====== PASSAGE SHOWN

Merge pull request #1788 from maryamtahhan/hotfix-dcgm-init

fix: error initializing dcgm
sustainable-computing-io · Sep 30, 2024 · 8d4b3ae · 8d4b3ae
2 parents e9e4c38 + debd99b
commit 8d4b3ae
Show file tree

Hide file tree

Showing 4 changed files with 13 additions and 5 deletions.
diff --git a/build/Dockerfile b/build/Dockerfile
@@ -7,7 +7,7 @@ COPY . .
 
 RUN if [[ "$INSTALL_DCGM" == "true" ]]; then \
 		dnf config-manager --add-repo https://developer.download.nvidia.com/compute/cuda/repos/rhel9/x86_64/cuda-rhel9.repo; \
-		yum install -y datacenter-gpu-manager; \
+		yum install -y datacenter-gpu-manager libnvidia-ml; \
 	fi; \
 	if [[ "$INSTALL_HABANA" == "true" ]]; then \
 		rpm -Uvh https://vault.habana.ai/artifactory/rhel/9/9.2/habanalabs-firmware-tools-1.15.1-15.el9.x86_64.rpm --nodeps; \
@@ -45,7 +45,7 @@ RUN set -e -x ;\
 			yum install -y cpuid; \
 			if [[ "$INSTALL_DCGM" == "true" ]]; then \
 				dnf config-manager --add-repo https://developer.download.nvidia.com/compute/cuda/repos/rhel9/x86_64/cuda-rhel9.repo; \
-				yum install -y datacenter-gpu-manager; \
+				yum install -y datacenter-gpu-manager libnvidia-ml; \
 			fi; \
 			if [[ "$INSTALL_HABANA" == "true" ]]; then \
 				rpm -Uvh https://vault.habana.ai/artifactory/rhel/9/9.2/habanalabs-firmware-tools-1.15.1-15.el9.x86_64.rpm --nodeps; \

diff --git a/pkg/config/config.go b/pkg/config/config.go
@@ -118,7 +118,7 @@ func newConfig() *Config {
 		Metrics:                getMetricsConfig(),
 		Redfish:                getRedfishConfig(),
 		Libvirt:                getLibvirtConfig(),
-		DCGMHostEngineEndpoint: getConfig("DCGM_HOST_ENGINE_ENDPOINT", ""),
+		DCGMHostEngineEndpoint: getConfig("NVIDIA_HOSTENGINE_ENDPOINT", defaultDCGMHostEngineEndpoint),
 		KernelVersion:          float32(0),
 	}
 }

diff --git a/pkg/config/types.go b/pkg/config/types.go
@@ -103,4 +103,5 @@ const (
 	defaultProcessPlatformPowerKey     = "PROCESS_TOTAL"

============
====== EXCERPTED RECORDS

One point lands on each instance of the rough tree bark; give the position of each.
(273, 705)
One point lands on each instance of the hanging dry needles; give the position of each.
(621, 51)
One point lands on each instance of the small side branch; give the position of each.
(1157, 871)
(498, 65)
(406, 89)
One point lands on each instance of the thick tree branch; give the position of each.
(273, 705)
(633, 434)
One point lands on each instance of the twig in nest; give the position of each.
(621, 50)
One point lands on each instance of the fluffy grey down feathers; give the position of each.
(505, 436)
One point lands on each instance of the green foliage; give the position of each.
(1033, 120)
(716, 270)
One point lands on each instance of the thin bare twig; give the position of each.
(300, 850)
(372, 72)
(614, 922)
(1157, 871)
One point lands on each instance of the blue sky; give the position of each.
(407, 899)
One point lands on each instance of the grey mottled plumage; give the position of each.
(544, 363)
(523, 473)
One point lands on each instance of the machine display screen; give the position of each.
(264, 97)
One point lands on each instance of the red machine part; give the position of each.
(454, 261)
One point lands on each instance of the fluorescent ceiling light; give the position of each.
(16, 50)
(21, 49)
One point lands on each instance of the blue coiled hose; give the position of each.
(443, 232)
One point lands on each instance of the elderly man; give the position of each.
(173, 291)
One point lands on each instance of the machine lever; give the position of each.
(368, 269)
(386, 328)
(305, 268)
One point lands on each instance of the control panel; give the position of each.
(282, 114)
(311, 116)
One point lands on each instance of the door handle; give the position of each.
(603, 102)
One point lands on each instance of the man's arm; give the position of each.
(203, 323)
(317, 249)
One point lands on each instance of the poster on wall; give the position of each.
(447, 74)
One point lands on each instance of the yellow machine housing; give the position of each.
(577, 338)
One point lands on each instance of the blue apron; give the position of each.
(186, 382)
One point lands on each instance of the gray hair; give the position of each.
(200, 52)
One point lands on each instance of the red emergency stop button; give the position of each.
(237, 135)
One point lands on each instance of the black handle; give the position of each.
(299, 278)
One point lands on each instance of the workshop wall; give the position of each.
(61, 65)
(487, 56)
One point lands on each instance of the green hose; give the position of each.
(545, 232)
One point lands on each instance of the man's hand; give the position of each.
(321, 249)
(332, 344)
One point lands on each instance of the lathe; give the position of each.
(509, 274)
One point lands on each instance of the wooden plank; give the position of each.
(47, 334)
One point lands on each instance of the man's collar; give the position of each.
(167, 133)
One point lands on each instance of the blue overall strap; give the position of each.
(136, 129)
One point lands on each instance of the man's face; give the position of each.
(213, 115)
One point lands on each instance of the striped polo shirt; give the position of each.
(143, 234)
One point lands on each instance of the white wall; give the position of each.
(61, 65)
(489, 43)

============

**TASKS TO CARRY OUT**.
**a.** Please print the part of the commit diff that opens with the words containing "Merge pull request" and closes with "and 5 deletions.", copying it word for word.
**b.** From the records, pull out each line that contains the string "grey". Case counts.

**SOLUTION SET**.
**a.**
Merge pull request #1788 from maryamtahhan/hotfix-dcgm-init

fix: error initializing dcgm
sustainable-computing-io · Sep 30, 2024 · 8d4b3ae · 8d4b3ae
2 parents e9e4c38 + debd99b
commit 8d4b3ae
Show file tree

Hide file tree

Showing 4 changed files with 13 additions and 5 deletions.

**b.**
One point lands on each instance of the fluffy grey down feathers; give the position of each.
One point lands on each instance of the grey mottled plumage; give the position of each.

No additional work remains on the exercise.